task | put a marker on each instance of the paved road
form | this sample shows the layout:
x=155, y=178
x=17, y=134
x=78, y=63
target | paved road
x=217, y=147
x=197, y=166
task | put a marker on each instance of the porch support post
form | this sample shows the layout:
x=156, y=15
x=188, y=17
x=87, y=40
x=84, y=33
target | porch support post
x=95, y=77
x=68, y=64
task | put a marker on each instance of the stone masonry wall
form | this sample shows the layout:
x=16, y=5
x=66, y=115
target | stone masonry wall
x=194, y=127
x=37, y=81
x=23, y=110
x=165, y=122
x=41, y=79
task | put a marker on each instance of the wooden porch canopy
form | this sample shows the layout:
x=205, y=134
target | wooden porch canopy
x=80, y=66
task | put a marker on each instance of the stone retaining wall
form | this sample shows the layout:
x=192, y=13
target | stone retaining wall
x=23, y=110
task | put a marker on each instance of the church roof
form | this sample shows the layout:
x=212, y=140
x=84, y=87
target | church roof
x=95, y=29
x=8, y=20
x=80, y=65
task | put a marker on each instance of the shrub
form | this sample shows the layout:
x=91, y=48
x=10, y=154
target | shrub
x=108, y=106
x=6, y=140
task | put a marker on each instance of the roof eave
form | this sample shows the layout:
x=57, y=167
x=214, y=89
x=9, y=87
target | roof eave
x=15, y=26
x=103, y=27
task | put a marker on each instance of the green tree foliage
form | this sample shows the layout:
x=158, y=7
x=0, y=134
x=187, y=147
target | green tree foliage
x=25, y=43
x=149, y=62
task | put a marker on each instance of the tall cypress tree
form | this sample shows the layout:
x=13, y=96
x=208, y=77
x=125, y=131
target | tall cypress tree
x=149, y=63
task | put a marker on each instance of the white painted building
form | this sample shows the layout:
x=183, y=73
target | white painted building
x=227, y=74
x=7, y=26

┄┄┄┄┄┄

- What to work on -
Could you give the records above again, exactly and in full?

- Your solution -
task | put a marker on each instance of the paved road
form | this sample shows the layout:
x=155, y=178
x=17, y=134
x=78, y=63
target | paved road
x=217, y=147
x=197, y=166
task | put a marker on each instance of the porch support post
form | this sample shows the layout:
x=156, y=15
x=188, y=17
x=87, y=40
x=84, y=33
target | porch support post
x=95, y=77
x=68, y=64
task | put a marker on each instance of the stone masonry wall
form | this sample shows the layout:
x=16, y=5
x=66, y=115
target | stone masonry wall
x=194, y=127
x=37, y=81
x=23, y=110
x=165, y=122
x=41, y=79
task | put a marker on each instance of the wooden porch canopy
form | this sample shows the layout:
x=205, y=134
target | wooden porch canopy
x=80, y=66
task | put a marker on each instance of the stone retaining wall
form | this sample shows the layout:
x=192, y=13
target | stone retaining wall
x=23, y=110
task | put a marker on each instance of the church roof
form | this sample shows the layout:
x=212, y=140
x=84, y=87
target | church roof
x=95, y=29
x=8, y=20
x=80, y=65
task | put a marker on each instance of the shrub
form | this sample shows the layout:
x=91, y=48
x=10, y=154
target | shrub
x=108, y=106
x=6, y=140
task | put a marker on each instance of the roof eave
form | this sample shows the layout:
x=57, y=167
x=214, y=89
x=9, y=87
target | roof eave
x=15, y=26
x=103, y=27
task | put a marker on each instance of the green tree foliage
form | this sample shows the layout:
x=158, y=7
x=0, y=134
x=187, y=147
target | green tree foliage
x=25, y=43
x=149, y=62
task | put a marker on each instance of the tall cypress tree
form | this sample shows the layout:
x=13, y=96
x=208, y=77
x=125, y=131
target | tall cypress tree
x=149, y=63
task | put a marker on each instance of the white painted building
form | this sample shows the layout:
x=183, y=73
target | white painted building
x=227, y=74
x=7, y=26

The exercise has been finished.